== Task to complete ==
Answer these questions from the text on government spending and taxation:
(a) In MMT, which comes first, spending or taxation?
(b) In the Robin Hood legend, what did the king decree money taxes were to be paid in?
(c) In the model, how much personal and corporate income did £100 of government spending create, and how much went back in tax?

== Text segment ==
And so it goes on, money moving along a spending chain (which sometimes doubles back on itself).

It is just a simple geometric progression where government spending causes taxation — not the other way around. This is a key point in MMT: the spending comes first and tax is a secondary operation. It’s the spending that makes the tax happen. Government spending bounces around the economy — generating income for households and firms — and a little bit goes back to government at each link in the chain.

If you have difficulty with the concept of spending preceding taxation, just ask yourself this question:

Where does the money to pay taxes come from in the first place?

Money in a modern economy is not something that pre-exists within the economy. It always comes from a higher source. Even in economies where money was based on precious metals, it was usually issued and controlled by a higher source. Consider the Robin Hood legend and money taxes (taxes paid in crops or labour are different). The king decreed that money taxes were to be paid in silver coins and used a Nottingham-based proxy to collect them. Where did those coins come from in the first place? What would happen if the king didn’t tax them back?

Our little model has shown that £100 spent by the government has spread out into the economy, creating £336 in personal and corporate income, and £59 has gone back in tax.

[Object detection data]
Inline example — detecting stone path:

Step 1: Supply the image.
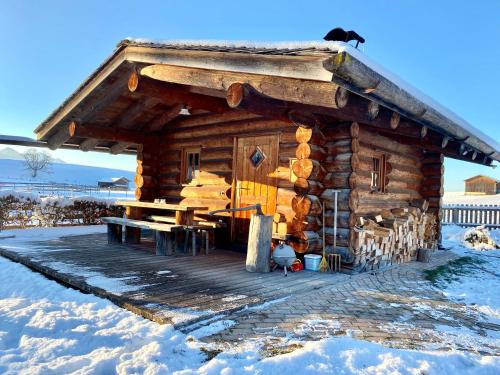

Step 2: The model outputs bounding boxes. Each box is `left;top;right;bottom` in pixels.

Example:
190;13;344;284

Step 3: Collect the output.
193;251;500;355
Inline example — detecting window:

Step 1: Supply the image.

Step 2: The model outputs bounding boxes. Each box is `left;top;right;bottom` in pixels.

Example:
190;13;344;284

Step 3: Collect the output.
181;148;200;184
371;155;387;193
250;146;266;169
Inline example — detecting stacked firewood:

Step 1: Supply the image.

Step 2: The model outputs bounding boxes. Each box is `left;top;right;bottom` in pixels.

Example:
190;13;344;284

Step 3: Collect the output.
352;203;437;271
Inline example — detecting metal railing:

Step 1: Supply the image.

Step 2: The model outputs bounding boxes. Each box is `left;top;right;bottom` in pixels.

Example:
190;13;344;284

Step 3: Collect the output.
441;204;500;228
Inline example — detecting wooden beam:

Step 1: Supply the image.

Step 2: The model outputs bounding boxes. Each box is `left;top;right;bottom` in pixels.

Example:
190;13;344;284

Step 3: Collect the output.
109;142;132;155
69;122;156;144
226;82;292;122
109;97;158;130
47;121;76;150
140;64;348;109
80;138;100;152
128;72;228;113
441;135;450;148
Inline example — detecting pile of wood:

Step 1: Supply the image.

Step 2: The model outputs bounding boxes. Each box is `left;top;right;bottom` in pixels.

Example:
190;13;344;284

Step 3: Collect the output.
352;201;437;272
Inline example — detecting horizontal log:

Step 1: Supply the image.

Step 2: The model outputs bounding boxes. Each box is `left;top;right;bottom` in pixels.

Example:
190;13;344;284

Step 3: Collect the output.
325;138;353;156
141;65;345;108
292;159;326;181
134;174;157;188
200;159;233;173
291;216;321;233
172;109;262;129
293;231;320;242
295;143;326;160
325;209;356;228
165;119;290;140
276;188;296;206
293;177;325;195
323;172;353;189
128;72;229;113
290;239;323;254
162;185;231;200
359;126;422;159
292;195;322;218
276;205;295;223
295;126;327;146
325;227;350;246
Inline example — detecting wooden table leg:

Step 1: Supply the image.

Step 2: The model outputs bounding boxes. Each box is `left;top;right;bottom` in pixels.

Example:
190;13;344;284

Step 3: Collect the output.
203;230;210;255
125;227;141;244
191;229;196;256
155;231;174;255
175;211;194;225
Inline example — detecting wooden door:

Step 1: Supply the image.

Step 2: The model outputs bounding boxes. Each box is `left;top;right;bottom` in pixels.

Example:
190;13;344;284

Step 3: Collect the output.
231;135;279;243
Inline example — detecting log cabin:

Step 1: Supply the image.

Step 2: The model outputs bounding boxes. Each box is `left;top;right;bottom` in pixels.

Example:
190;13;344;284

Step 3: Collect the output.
35;39;500;272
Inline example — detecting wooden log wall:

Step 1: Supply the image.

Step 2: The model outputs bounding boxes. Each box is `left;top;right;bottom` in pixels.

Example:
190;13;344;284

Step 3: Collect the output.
148;112;296;223
420;153;444;244
320;122;360;263
354;126;425;216
134;144;159;201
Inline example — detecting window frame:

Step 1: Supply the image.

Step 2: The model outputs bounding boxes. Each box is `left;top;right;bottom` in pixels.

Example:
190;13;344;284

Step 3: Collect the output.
181;147;201;186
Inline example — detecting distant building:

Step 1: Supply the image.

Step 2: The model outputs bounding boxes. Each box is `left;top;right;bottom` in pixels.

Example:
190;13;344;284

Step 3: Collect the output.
465;175;500;195
97;177;130;190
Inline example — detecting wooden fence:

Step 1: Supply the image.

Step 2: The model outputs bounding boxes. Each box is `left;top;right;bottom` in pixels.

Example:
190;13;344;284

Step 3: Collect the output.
0;181;133;198
441;204;500;228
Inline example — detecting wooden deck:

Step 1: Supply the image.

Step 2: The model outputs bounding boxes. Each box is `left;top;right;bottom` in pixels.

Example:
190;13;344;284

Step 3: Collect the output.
0;234;348;327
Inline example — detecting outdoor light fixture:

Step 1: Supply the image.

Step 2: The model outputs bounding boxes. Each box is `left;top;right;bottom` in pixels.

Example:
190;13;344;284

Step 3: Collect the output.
179;106;191;116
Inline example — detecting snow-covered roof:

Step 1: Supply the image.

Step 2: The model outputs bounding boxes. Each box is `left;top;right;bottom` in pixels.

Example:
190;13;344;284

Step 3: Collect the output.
98;177;130;184
464;174;498;182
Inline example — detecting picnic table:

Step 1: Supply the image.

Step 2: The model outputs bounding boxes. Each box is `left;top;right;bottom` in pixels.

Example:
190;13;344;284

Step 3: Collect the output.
102;201;210;255
115;201;208;225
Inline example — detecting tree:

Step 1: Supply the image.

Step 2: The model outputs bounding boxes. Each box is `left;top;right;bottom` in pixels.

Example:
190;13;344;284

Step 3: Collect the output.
23;149;52;178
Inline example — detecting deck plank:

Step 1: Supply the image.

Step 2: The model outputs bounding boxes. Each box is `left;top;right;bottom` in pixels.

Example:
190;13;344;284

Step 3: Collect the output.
0;234;346;325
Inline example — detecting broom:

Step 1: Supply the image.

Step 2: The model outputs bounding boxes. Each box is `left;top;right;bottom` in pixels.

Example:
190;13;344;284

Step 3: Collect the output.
319;202;328;272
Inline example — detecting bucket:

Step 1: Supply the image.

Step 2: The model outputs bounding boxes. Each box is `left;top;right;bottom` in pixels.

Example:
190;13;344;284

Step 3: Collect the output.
304;254;321;271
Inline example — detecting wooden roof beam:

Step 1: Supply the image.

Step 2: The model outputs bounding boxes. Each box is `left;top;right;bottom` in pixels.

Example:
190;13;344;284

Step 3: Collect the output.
109;97;158;130
47;121;156;151
144;104;184;131
128;72;229;113
140;64;343;108
109;142;133;155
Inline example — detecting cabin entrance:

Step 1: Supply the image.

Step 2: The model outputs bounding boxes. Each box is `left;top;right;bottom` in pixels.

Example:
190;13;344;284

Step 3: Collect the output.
231;134;279;244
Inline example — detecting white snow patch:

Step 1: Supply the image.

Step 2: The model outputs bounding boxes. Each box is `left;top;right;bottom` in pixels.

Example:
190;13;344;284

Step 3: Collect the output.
222;294;248;302
189;320;236;339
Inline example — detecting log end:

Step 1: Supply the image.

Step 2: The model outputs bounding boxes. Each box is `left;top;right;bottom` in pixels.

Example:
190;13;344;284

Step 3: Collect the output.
226;82;245;108
335;87;349;109
68;121;76;137
127;72;139;92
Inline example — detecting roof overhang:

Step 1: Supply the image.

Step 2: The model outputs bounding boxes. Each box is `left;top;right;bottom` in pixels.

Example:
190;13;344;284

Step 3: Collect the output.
35;40;500;165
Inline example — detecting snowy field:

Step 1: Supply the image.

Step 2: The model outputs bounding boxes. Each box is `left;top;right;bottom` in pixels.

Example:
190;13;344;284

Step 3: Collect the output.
0;227;500;374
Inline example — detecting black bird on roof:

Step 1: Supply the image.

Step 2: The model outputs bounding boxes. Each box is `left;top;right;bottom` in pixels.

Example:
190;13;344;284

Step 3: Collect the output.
323;27;365;48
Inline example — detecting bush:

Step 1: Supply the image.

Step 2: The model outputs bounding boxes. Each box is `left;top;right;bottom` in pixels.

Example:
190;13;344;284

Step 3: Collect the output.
0;192;124;230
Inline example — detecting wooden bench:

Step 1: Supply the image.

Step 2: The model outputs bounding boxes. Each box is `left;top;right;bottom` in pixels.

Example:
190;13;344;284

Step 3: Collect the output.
101;217;185;255
147;215;226;255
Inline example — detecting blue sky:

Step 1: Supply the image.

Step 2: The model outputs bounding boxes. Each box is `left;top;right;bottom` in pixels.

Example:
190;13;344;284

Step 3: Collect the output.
0;0;500;191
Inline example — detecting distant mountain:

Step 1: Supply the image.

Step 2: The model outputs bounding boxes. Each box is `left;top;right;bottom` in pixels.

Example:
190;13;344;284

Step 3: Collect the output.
0;147;66;164
0;158;134;188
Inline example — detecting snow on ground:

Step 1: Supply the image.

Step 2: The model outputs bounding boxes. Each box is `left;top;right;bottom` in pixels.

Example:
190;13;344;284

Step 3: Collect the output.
0;227;500;374
443;192;500;205
441;225;500;324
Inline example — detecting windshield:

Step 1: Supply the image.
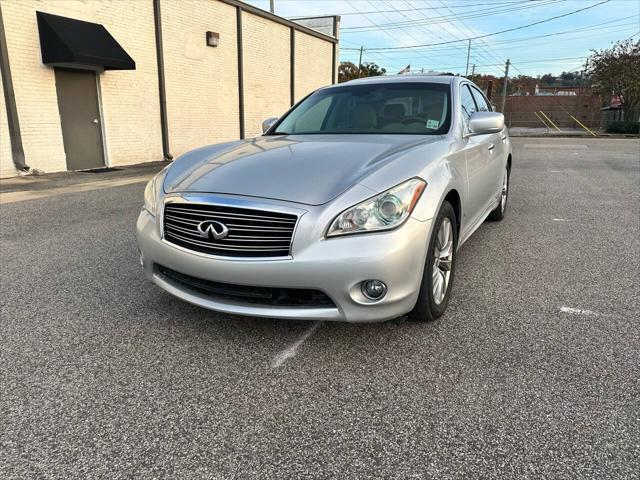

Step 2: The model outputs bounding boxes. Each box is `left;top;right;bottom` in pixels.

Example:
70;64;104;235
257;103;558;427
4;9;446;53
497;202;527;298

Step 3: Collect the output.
270;82;451;135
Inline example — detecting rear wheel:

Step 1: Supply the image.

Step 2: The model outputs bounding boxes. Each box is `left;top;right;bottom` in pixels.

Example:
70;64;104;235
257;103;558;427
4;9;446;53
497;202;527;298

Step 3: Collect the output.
487;166;509;222
409;202;458;322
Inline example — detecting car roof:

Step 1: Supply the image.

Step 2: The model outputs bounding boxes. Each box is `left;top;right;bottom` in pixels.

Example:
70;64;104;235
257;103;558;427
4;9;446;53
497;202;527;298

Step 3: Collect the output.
331;74;465;87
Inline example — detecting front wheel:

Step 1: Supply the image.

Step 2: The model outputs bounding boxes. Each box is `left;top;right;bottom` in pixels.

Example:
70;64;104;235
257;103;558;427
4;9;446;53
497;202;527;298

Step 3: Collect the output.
487;166;509;222
409;202;458;322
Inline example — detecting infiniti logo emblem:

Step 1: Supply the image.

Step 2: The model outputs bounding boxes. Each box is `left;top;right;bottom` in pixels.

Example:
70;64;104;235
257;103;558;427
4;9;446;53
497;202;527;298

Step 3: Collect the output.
198;220;229;240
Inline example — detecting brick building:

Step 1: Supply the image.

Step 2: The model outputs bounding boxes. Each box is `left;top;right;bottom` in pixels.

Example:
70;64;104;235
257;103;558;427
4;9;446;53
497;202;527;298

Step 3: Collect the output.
0;0;339;177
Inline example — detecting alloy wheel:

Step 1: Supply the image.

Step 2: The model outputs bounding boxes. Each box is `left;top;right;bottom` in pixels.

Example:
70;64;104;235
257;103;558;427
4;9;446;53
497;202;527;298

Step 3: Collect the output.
431;217;453;305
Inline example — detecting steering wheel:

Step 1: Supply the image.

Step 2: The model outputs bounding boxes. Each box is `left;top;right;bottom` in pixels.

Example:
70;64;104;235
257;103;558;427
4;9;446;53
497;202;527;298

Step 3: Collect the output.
400;117;424;125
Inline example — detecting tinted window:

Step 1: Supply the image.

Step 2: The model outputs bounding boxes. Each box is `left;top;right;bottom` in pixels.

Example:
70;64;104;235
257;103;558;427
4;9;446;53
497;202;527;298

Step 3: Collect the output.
471;87;491;112
460;85;477;123
272;82;451;135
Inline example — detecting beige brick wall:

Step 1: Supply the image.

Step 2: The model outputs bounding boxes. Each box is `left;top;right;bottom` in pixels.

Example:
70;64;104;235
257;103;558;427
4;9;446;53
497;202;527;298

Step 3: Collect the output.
0;0;67;172
0;77;17;177
295;31;333;102
0;0;332;175
242;13;291;138
161;0;240;157
92;0;162;165
0;0;162;172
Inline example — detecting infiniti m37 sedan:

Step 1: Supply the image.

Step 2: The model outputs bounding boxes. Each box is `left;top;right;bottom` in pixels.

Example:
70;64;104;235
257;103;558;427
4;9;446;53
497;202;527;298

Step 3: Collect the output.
136;76;511;322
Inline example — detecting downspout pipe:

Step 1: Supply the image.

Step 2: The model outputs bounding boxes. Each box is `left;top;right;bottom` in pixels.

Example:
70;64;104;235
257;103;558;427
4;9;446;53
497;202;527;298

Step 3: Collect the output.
0;5;30;172
153;0;173;162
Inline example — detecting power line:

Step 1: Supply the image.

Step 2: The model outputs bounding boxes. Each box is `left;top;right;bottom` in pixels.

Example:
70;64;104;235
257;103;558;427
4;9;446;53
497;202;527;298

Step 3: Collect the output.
336;0;528;17
367;0;611;51
341;14;640;54
341;0;567;33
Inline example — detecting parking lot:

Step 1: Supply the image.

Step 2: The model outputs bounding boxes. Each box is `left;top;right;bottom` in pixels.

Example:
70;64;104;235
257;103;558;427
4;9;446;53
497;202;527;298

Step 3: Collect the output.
0;138;640;479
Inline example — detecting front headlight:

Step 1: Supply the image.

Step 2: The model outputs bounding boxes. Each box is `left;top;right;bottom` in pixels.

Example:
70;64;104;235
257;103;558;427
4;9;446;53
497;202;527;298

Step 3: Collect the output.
144;167;167;217
327;178;427;237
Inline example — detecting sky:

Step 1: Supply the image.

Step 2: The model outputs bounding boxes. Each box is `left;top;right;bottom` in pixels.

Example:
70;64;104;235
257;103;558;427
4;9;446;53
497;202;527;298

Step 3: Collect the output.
245;0;640;76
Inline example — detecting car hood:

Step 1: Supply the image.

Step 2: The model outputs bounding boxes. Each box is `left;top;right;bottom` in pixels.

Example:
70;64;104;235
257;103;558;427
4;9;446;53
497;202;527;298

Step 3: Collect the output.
164;135;441;205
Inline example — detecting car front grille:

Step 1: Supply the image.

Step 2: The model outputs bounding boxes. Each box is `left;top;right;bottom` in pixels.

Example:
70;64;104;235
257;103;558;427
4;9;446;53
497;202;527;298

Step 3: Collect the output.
163;203;298;257
157;265;336;308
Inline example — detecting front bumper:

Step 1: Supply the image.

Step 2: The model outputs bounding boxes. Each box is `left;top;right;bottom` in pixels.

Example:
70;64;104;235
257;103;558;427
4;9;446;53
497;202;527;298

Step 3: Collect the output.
136;210;431;322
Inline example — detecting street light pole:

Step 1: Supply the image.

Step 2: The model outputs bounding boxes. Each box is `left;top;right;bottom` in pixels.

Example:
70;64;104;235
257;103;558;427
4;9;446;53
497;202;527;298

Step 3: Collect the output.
464;39;471;77
500;58;511;113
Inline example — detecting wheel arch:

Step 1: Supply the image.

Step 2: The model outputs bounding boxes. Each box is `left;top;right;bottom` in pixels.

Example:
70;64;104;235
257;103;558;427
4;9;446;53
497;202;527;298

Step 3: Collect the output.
443;188;462;235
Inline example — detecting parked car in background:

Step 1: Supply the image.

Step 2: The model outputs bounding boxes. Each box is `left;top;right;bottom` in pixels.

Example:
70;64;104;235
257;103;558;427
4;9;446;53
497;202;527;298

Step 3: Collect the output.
137;76;512;322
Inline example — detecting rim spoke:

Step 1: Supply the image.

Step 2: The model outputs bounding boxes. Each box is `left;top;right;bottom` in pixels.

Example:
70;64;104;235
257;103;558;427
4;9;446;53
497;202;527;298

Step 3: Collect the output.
431;218;453;304
431;266;440;289
433;270;443;303
436;226;445;250
438;240;453;259
440;258;452;272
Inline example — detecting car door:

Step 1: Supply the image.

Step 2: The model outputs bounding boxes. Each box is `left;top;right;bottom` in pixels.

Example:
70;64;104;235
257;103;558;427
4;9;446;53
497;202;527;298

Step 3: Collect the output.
460;83;496;228
469;85;507;200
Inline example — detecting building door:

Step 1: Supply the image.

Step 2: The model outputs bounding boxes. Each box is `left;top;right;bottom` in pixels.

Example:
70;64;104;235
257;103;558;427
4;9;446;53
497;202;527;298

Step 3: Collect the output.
55;69;104;170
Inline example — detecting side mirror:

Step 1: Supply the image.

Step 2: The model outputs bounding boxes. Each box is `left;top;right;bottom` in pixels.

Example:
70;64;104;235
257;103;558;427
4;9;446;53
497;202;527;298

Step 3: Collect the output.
262;117;278;133
467;112;504;136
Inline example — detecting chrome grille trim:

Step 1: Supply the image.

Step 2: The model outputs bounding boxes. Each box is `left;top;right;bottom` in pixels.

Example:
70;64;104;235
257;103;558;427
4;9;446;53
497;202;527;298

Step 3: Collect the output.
162;201;299;258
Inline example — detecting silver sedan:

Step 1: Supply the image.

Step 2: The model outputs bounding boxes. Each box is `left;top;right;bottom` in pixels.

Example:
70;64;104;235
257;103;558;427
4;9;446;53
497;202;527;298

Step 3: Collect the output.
136;76;511;322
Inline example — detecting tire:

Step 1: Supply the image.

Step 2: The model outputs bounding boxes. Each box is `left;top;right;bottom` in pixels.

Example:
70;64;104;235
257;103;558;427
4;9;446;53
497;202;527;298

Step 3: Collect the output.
409;202;458;322
487;165;511;222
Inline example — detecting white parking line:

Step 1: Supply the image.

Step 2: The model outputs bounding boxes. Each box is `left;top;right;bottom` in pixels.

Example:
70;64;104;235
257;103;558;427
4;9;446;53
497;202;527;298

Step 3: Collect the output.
0;175;153;205
560;307;598;315
271;322;322;368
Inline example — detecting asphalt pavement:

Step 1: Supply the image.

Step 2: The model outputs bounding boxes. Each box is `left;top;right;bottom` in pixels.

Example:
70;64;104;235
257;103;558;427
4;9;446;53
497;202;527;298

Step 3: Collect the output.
0;138;640;479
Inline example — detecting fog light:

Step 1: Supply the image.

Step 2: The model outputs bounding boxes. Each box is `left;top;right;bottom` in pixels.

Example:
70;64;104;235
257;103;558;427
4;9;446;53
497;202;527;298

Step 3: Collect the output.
362;280;387;300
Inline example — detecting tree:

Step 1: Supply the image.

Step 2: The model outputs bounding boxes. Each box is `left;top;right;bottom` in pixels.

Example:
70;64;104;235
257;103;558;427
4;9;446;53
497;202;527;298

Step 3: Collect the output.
589;40;640;122
540;73;556;86
338;62;387;83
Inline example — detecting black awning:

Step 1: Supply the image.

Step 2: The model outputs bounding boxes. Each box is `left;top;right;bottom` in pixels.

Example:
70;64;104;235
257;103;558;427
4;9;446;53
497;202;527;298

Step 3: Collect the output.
36;12;136;70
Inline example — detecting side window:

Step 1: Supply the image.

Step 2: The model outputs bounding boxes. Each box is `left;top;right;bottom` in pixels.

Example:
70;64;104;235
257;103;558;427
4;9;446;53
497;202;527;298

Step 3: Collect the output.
471;87;491;112
460;85;478;125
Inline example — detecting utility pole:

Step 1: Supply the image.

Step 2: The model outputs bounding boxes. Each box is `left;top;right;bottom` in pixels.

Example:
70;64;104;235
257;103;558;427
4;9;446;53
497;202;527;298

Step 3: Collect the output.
580;58;589;95
500;58;511;113
464;39;471;77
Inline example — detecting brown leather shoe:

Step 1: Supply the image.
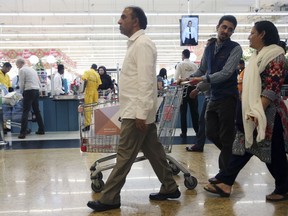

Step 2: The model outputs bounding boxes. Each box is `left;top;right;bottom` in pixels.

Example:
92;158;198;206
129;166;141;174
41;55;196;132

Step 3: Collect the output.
18;134;26;139
186;145;203;152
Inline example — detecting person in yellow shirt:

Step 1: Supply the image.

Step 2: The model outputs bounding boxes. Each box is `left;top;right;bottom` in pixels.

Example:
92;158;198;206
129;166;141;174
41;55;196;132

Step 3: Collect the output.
0;62;13;92
81;64;102;131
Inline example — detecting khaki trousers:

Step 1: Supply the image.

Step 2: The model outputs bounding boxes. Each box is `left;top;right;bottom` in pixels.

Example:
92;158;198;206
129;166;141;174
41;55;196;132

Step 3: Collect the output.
100;119;178;205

== Exercise solution ==
(a) Spending comes first; tax is a secondary operation.
(b) Silver coins.
(c) It created £336 in personal and corporate income, and £59 went back in tax.